Task description: Copy exactly the last part of the listing below, beginning at the line that contains "Query: rider's dark uniform jacket" and including the final line.

Supplied material:
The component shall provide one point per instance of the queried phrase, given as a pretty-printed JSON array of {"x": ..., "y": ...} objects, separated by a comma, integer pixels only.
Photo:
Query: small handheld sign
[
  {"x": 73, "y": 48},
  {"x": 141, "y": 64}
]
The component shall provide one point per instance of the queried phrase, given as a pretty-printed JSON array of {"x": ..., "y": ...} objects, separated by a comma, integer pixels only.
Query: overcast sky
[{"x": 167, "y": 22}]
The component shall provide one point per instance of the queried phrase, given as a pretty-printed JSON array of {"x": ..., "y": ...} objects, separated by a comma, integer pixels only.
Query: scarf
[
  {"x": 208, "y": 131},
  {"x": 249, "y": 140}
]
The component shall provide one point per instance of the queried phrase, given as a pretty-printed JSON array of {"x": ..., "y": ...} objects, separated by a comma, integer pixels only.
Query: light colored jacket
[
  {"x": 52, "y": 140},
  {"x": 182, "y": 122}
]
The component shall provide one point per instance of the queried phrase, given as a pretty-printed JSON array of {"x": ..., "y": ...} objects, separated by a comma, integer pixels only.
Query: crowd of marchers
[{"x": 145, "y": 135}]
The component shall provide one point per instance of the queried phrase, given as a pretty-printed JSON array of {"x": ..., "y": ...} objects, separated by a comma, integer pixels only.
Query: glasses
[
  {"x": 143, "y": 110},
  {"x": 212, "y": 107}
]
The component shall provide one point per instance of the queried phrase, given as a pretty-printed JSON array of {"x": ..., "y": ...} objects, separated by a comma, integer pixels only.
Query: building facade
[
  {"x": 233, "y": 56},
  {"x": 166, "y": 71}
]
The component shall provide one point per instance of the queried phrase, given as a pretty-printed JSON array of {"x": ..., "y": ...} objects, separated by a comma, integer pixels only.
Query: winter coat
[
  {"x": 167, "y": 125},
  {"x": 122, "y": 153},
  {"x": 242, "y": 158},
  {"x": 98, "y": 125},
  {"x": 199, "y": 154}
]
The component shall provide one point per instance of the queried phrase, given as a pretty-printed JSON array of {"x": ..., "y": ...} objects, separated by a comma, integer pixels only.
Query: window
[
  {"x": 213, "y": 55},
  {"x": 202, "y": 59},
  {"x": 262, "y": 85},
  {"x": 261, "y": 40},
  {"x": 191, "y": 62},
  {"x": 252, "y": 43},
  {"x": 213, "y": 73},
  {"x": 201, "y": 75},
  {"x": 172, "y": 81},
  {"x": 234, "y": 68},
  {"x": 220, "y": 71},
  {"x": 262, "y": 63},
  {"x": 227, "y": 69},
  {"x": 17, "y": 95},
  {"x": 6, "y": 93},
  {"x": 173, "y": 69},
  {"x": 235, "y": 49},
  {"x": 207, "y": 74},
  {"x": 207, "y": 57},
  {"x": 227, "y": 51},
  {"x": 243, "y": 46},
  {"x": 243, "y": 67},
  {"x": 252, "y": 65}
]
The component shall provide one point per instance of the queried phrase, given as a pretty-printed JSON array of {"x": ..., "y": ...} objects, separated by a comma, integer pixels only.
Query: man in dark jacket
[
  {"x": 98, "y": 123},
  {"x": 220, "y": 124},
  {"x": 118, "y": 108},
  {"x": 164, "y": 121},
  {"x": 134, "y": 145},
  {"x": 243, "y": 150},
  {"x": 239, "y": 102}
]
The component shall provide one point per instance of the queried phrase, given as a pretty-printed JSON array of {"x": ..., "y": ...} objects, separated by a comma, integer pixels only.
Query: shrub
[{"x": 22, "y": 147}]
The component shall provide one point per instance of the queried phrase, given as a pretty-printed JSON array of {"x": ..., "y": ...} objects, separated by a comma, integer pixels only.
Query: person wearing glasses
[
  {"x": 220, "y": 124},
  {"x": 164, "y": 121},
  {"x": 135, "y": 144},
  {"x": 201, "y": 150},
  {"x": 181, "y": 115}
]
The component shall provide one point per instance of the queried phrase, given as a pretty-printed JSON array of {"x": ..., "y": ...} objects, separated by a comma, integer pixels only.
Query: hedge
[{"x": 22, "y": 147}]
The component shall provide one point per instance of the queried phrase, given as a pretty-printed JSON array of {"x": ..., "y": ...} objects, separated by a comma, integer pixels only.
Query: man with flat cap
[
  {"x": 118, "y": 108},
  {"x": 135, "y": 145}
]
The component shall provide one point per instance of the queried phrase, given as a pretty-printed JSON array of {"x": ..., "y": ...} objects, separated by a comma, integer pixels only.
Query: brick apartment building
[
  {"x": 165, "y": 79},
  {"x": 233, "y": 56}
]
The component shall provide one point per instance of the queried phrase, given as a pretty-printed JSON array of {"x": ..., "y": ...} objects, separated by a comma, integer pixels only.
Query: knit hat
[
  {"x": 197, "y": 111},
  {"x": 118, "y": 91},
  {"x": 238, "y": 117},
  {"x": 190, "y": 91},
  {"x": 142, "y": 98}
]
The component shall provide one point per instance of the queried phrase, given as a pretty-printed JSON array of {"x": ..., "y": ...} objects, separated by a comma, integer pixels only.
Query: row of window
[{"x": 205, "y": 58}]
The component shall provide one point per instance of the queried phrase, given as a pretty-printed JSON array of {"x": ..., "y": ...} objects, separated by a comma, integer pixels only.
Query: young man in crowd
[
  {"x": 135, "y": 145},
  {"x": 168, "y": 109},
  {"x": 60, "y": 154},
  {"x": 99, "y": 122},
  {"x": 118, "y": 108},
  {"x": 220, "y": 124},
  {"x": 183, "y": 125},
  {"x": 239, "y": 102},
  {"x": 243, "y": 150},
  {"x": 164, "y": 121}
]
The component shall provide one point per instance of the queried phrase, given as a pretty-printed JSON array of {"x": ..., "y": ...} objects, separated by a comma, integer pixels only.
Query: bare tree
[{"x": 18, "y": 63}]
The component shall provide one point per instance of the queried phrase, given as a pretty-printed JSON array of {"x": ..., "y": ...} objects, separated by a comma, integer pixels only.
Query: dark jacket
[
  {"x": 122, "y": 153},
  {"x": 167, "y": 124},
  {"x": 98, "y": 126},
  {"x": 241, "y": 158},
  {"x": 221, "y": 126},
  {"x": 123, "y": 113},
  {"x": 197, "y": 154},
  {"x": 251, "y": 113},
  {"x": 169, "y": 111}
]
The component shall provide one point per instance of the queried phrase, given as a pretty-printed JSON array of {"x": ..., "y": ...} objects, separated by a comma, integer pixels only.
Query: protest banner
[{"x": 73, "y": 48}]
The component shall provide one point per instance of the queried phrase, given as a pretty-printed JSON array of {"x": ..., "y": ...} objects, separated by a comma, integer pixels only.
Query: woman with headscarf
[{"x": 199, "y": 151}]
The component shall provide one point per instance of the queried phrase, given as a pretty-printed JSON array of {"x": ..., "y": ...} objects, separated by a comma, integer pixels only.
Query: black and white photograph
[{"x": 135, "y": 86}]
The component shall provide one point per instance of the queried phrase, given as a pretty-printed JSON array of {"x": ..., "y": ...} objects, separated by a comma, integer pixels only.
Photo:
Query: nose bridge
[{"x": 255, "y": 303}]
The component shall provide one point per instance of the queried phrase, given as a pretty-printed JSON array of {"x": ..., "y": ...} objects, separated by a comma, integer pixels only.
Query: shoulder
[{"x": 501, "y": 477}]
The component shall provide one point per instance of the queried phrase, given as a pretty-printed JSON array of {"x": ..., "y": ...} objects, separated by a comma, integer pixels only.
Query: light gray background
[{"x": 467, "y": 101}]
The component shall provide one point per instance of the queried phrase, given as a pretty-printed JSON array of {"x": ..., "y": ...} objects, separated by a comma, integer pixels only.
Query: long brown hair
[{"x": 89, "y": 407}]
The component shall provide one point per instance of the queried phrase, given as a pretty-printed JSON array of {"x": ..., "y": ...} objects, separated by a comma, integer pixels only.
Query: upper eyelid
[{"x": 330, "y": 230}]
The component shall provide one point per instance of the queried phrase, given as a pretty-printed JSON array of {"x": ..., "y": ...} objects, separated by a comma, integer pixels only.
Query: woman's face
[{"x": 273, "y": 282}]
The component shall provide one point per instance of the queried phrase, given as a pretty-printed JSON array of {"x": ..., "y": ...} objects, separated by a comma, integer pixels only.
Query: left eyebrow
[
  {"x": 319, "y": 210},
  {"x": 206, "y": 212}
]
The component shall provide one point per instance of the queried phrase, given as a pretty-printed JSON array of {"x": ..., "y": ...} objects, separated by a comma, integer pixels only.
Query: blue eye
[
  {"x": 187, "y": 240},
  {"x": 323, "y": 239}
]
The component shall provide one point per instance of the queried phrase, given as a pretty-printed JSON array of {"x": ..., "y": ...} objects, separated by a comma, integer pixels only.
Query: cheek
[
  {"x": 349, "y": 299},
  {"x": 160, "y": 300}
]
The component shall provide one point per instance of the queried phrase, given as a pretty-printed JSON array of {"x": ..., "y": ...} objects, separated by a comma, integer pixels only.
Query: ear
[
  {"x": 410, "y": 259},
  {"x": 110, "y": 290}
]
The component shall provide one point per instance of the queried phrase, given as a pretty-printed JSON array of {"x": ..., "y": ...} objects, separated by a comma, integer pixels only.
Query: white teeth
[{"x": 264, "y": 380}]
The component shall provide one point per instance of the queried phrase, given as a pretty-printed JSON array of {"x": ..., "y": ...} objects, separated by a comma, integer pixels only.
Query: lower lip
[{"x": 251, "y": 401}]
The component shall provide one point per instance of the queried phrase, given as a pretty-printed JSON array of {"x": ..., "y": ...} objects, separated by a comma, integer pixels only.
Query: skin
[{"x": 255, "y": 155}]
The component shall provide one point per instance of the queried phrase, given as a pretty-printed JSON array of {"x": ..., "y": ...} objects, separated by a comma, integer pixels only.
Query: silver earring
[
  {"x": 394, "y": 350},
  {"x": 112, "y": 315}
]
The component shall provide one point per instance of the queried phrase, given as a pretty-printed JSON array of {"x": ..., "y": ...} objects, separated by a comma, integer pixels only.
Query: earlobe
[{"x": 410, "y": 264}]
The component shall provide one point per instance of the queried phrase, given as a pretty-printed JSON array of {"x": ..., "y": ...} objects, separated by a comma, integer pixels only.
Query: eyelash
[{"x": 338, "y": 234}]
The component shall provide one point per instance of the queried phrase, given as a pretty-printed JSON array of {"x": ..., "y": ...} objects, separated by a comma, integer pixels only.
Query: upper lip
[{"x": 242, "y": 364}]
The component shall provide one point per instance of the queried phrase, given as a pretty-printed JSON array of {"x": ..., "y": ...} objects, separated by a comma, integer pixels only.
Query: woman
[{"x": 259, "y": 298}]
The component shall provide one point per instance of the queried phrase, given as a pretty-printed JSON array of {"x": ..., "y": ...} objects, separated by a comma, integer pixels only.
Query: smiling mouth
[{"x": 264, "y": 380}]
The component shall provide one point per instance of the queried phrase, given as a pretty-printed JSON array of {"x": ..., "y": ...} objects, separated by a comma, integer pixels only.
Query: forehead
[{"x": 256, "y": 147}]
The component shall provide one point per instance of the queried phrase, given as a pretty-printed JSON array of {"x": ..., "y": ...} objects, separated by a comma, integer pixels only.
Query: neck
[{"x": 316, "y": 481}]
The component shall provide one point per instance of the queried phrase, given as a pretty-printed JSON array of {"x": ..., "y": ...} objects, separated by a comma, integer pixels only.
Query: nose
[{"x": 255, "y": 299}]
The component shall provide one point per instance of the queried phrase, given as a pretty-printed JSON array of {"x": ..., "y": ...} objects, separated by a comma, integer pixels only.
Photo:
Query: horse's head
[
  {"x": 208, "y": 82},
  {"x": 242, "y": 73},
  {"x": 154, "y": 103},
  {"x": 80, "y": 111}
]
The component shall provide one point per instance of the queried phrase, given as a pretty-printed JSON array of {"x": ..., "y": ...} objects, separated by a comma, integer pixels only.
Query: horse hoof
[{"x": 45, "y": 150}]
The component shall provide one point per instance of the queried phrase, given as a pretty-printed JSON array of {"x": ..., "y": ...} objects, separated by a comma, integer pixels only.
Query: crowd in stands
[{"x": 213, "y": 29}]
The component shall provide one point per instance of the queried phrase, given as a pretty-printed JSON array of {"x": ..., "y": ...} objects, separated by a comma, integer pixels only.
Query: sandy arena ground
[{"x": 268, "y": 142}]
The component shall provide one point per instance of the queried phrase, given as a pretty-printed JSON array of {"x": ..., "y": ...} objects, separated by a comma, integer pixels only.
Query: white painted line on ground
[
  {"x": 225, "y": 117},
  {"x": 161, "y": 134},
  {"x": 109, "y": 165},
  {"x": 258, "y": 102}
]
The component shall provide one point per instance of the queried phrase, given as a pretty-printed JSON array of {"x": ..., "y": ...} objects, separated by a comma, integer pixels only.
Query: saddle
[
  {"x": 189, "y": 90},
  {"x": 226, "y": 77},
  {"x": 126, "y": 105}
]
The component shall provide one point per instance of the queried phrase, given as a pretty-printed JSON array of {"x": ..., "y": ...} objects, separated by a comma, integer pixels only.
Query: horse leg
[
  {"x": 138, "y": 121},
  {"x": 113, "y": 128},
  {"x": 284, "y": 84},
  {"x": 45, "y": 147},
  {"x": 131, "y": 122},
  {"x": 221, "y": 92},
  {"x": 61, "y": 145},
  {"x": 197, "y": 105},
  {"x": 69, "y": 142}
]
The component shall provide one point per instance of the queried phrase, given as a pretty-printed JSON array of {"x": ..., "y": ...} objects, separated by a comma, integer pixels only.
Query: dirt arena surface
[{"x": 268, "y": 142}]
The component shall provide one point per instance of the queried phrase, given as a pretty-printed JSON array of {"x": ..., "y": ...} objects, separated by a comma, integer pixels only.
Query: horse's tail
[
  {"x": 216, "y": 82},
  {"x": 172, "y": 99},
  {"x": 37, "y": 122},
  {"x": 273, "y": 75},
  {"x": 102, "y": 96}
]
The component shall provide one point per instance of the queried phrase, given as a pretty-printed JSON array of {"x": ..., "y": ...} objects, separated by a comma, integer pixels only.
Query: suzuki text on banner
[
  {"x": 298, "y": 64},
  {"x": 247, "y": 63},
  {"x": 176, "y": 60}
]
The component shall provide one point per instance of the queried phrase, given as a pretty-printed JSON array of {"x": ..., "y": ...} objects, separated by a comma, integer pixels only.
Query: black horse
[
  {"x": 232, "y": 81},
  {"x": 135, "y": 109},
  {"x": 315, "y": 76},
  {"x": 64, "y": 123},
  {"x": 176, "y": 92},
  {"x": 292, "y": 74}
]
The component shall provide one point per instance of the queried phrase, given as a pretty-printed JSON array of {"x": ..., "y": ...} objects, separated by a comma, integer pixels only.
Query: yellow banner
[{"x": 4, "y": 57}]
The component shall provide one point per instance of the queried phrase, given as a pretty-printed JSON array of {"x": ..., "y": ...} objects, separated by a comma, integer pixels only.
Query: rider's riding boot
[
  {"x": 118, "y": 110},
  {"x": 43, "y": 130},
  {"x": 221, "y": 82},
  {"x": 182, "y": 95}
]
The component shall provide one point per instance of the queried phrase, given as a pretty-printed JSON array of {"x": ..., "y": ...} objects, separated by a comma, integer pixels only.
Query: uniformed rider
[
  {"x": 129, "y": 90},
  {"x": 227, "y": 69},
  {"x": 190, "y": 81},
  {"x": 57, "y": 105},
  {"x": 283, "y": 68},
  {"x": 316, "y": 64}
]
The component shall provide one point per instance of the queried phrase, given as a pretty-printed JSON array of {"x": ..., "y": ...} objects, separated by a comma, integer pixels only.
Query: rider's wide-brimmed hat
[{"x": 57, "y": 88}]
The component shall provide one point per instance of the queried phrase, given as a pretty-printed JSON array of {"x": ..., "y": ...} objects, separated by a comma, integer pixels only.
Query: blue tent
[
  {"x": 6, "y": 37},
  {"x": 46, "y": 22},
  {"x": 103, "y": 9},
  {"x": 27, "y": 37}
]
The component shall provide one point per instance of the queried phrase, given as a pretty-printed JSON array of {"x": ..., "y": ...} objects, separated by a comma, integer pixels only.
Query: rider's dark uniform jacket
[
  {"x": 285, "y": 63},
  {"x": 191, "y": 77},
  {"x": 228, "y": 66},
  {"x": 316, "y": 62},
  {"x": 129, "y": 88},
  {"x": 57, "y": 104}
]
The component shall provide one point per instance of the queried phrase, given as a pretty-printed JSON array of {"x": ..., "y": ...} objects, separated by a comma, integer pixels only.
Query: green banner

Result:
Query: rider's dark uniform jacket
[
  {"x": 285, "y": 63},
  {"x": 191, "y": 77},
  {"x": 228, "y": 66},
  {"x": 316, "y": 62},
  {"x": 129, "y": 88},
  {"x": 57, "y": 104}
]
The component shall provide one point per instance of the queried phrase, given as a pretty-printed JSON array of {"x": ..., "y": ...} objects, separated by a comma, integer pixels only.
Query: green banner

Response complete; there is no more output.